**Passage shown:**
In his nearly four years at Harvard's helm, Summers has made many enemies. His strong public comments attacking anti-Semitism on the nation's campuses, his support of ROTC, and his less-than-reverential treatment of then-Harvard professor Cornel West outraged leftist faculty members. His brusque and abrasive personal style, as well as his determination to concentrate more power in the president's office, have alienated others. But the opportunity to humiliate him was created by remarks about the scarcity of female professors in many branches of science at elite universities. His comments, made at a closed-door conference at the National Bureau of Economic Research in Cambridge in January, ignited the firestorm of criticisms that led to the faculty revolt.

But the story does not begin with Summers's NBER comments. A meeting of the Faculty of Arts and Sciences a month earlier was devoted almost entirely to the topic of "gender equity" within the Harvard faculty. That December discussion was a triumph for the Women's Caucus, which claims to speak for women faculty members and, with few exceptions, apparently does. The caucus is an unofficial body, but there is an official Standing Committee on Women, which is nothing more than the Women's Caucus in an official hat. That committee set the agenda for the meeting and its aim was straightforward: to increase the number of female faculty members. Greater gender diversity is urgently needed, the committee said, because "only" 23 percent of the junior faculty and 18 percent of the senior faculty are female, while women are half of the students enrolled in Harvard College.

With the sole exception of some brief critical comments by Prof. Harvey Mansfield, the most vocal conservative on the faculty, the December discussion entailed about as much of a clash of contending ideas as a typical church service on Sunday morning. No one asked whether making greater efforts to hire women would conflict with the meritocratic standard of hiring the best individual from a list of candidates. The tension between these two aims would seem obvious, but not to the faculty members assembled that day. One dean opined that diversity and intellectual merit were not "discrete goals" but were rather "intertwined," and that the university should seek to hire people who would make the greatest intellectual contribution and also contribute to gender diversity. But clearly, if the school selects one candidate over another because the former contributes to "diversity," then diversity trumps academic merit unless the two candidates are indistinguishable in their intellectual attainments and potential. If Harvard hopes to hire the nation's most promising demographer, searching for the best female demographer may not yield the best or even the third-best scholar.

**Explore the material:**
1: Could you copy the Harvard passage word for word, everything from "In his nearly" down to "the faculty revolt."?
2: Which people does the Harvard passage name?
3: Can you pick up the Harvard passage after its final sentence and keep writing?

**Given entries:**
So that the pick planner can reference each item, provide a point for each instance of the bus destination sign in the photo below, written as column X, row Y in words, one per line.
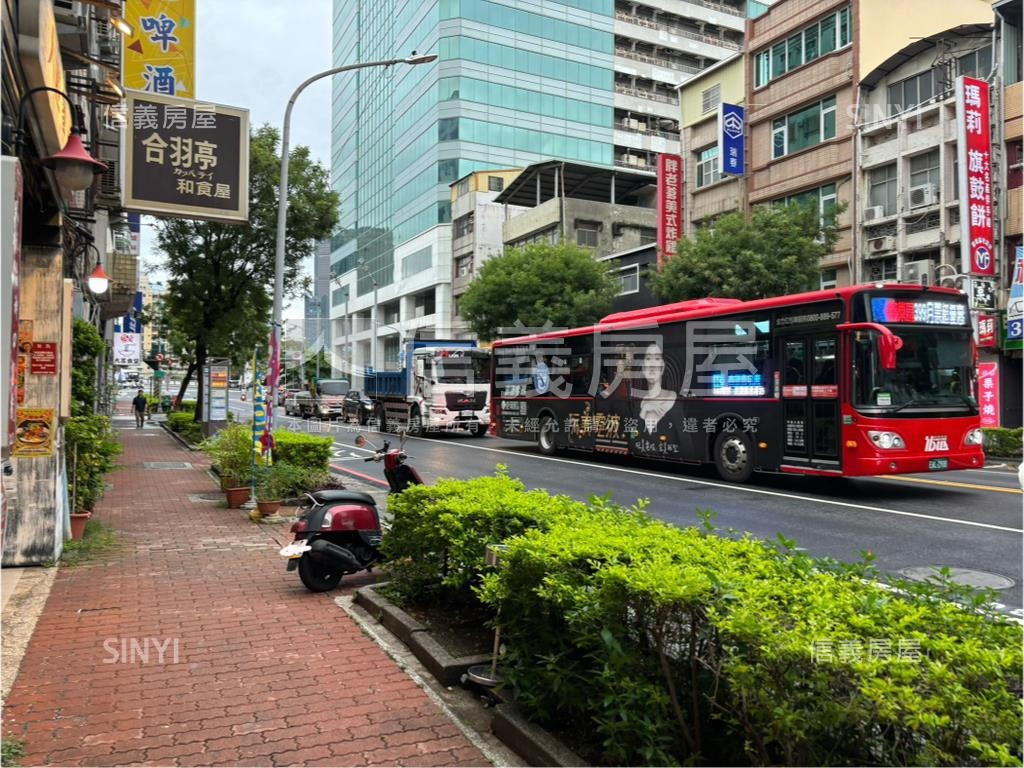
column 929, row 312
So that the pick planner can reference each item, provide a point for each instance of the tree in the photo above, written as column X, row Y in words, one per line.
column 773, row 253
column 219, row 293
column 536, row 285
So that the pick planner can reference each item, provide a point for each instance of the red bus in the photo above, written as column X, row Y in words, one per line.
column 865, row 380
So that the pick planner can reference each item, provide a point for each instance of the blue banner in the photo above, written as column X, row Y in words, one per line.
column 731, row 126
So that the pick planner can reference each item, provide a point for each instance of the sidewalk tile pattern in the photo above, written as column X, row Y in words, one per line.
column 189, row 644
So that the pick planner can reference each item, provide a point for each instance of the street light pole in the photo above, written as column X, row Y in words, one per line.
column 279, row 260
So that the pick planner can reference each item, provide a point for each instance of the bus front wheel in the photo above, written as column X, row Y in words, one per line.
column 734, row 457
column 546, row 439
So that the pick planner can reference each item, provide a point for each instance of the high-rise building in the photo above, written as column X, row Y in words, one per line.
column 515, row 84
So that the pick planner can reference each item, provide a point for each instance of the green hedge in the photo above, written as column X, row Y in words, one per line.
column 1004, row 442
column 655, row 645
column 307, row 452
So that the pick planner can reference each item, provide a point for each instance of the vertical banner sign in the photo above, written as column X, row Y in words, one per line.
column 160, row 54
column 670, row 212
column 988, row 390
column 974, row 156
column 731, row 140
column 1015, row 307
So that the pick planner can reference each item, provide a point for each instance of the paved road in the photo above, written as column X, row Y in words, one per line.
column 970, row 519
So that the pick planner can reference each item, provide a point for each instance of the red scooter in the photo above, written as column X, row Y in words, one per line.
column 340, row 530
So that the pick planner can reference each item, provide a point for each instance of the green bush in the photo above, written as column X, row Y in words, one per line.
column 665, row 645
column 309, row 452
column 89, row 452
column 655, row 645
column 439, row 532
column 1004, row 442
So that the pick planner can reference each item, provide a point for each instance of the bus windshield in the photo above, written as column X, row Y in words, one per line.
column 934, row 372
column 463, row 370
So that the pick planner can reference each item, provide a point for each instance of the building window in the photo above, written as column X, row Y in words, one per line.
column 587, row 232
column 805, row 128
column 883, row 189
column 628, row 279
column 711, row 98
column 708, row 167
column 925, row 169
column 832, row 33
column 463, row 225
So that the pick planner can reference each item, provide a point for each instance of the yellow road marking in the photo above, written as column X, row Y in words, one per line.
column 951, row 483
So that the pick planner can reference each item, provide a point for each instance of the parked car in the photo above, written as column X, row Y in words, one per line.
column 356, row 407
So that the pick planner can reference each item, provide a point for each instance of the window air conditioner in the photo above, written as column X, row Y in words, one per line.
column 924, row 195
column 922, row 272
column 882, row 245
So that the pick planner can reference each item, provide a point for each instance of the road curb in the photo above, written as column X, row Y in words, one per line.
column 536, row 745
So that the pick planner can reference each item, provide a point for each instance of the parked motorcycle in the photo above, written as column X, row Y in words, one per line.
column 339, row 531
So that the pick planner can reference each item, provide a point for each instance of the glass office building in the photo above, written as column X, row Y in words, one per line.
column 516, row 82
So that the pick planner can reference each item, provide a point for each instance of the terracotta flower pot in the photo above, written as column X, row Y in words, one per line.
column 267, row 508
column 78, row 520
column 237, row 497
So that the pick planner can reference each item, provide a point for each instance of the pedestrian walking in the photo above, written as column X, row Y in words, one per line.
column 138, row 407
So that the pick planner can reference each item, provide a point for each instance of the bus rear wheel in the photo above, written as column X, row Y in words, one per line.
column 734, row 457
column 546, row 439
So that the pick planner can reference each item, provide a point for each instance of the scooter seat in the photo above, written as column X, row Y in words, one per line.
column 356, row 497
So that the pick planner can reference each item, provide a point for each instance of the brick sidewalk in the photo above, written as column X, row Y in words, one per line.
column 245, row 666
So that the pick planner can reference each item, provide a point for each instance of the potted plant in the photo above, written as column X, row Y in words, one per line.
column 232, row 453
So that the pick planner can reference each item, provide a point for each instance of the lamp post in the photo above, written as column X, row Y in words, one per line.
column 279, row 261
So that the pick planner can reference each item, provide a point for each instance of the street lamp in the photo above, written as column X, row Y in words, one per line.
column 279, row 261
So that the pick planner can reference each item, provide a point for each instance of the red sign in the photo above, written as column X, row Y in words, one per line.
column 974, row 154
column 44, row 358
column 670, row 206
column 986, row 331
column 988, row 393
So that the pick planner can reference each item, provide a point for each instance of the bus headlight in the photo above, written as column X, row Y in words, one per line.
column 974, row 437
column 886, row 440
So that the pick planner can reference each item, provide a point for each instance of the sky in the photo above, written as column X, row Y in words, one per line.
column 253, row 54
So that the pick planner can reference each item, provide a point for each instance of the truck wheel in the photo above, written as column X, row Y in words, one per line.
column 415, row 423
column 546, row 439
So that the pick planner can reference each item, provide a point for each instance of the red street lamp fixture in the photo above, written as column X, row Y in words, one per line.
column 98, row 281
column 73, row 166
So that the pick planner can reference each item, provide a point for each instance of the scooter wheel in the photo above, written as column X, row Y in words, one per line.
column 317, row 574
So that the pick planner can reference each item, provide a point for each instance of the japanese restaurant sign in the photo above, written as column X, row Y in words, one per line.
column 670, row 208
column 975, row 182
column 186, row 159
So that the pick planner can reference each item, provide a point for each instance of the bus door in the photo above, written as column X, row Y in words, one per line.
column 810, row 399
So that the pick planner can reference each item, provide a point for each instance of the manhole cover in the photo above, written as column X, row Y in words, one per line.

==

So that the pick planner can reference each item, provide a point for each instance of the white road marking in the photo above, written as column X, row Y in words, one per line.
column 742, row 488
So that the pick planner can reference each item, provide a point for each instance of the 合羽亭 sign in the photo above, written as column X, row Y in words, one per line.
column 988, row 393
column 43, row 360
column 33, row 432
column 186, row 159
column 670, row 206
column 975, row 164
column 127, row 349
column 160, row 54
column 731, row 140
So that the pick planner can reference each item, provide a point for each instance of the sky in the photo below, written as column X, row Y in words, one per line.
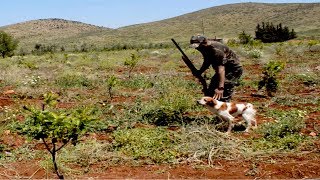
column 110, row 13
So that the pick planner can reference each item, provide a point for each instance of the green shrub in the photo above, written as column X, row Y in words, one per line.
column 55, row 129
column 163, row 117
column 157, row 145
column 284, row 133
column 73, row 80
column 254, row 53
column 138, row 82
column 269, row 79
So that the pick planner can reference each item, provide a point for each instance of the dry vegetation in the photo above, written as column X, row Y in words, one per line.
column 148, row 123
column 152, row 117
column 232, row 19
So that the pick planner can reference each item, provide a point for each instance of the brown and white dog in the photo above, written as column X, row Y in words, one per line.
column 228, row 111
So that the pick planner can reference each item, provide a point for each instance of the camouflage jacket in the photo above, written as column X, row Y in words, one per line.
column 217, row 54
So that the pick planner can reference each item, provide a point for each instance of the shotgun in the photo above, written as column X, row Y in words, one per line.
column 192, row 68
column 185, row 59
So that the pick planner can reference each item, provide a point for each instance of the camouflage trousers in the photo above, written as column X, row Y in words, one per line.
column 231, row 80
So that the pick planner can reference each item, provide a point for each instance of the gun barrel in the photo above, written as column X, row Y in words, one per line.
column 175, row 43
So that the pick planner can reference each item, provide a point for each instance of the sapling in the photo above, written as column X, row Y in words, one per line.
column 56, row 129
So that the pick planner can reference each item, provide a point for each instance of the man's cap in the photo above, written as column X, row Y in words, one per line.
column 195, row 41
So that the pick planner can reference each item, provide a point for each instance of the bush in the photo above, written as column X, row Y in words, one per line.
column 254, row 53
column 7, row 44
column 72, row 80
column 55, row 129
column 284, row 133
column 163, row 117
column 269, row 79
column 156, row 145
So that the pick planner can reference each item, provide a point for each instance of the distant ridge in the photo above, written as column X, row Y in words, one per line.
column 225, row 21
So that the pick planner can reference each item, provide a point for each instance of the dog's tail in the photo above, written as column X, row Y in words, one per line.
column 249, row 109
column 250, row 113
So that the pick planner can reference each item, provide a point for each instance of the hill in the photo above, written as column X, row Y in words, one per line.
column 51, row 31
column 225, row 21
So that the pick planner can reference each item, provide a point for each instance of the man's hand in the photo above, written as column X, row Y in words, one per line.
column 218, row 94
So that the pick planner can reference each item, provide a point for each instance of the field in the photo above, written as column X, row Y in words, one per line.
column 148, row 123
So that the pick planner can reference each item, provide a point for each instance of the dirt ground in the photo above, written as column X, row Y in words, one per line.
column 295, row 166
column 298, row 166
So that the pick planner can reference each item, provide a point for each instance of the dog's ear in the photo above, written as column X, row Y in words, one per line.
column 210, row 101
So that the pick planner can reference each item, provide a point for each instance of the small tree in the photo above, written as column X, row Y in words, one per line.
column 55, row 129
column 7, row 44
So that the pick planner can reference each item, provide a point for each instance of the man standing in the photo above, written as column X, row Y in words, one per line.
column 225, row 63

**Responses by item number:**
1:
In his nearly four years at Harvard's helm, Summers has made many enemies. His strong public comments attacking anti-Semitism on the nation's campuses, his support of ROTC, and his less-than-reverential treatment of then-Harvard professor Cornel West outraged leftist faculty members. His brusque and abrasive personal style, as well as his determination to concentrate more power in the president's office, have alienated others. But the opportunity to humiliate him was created by remarks about the scarcity of female professors in many branches of science at elite universities. His comments, made at a closed-door conference at the National Bureau of Economic Research in Cambridge in January, ignited the firestorm of criticisms that led to the faculty revolt.

2:
Summers
Cornel West
Harvey Mansfield

3:
The search for gender diversity is at war with merit except in cases in which there is pervasive discrimination against women. Some insinuated that this was the case at Harvard today - that the "old boy" networks were being succeeded by "young boy" networks governed by a new generation who are no less gender-exclusive than their predecessors. (No one made any reference to the "old girl" and "new girl" networks that play a powerful role in some departments today.)
In opening the December meeting, Summers declared his belief that achieving greater gender diversity within the Harvard faculty was of "great importance" and that serious discussion of how the university could improve its "unacceptable" record was essential. At its close, he called the conversation a valuable exercise in "collective consciousness-raising."


A TALE OF TWO LARRYS

And so Summers's remarks at the National Bureau of Economic Research a month later came as a shock. The NBER gathering focused on the issue of women in science, and a different Larry Summers appeared on stage. Offering what he termed "provocative" hypotheses, he suggested that the paucity of female scientists teaching in elite universities might not be evidence of discrimination in hiring. Rather, the gender imbalance was perhaps a consequence of socialization, with the result that men and women had different ambitions and preferences. Having children interfered more with the careers of women than those of men. Furthermore, Summers dared to suggest, some research indicates that there could be a biological source for sex differences at the top of the distribution of certain highly specialized scientific talents.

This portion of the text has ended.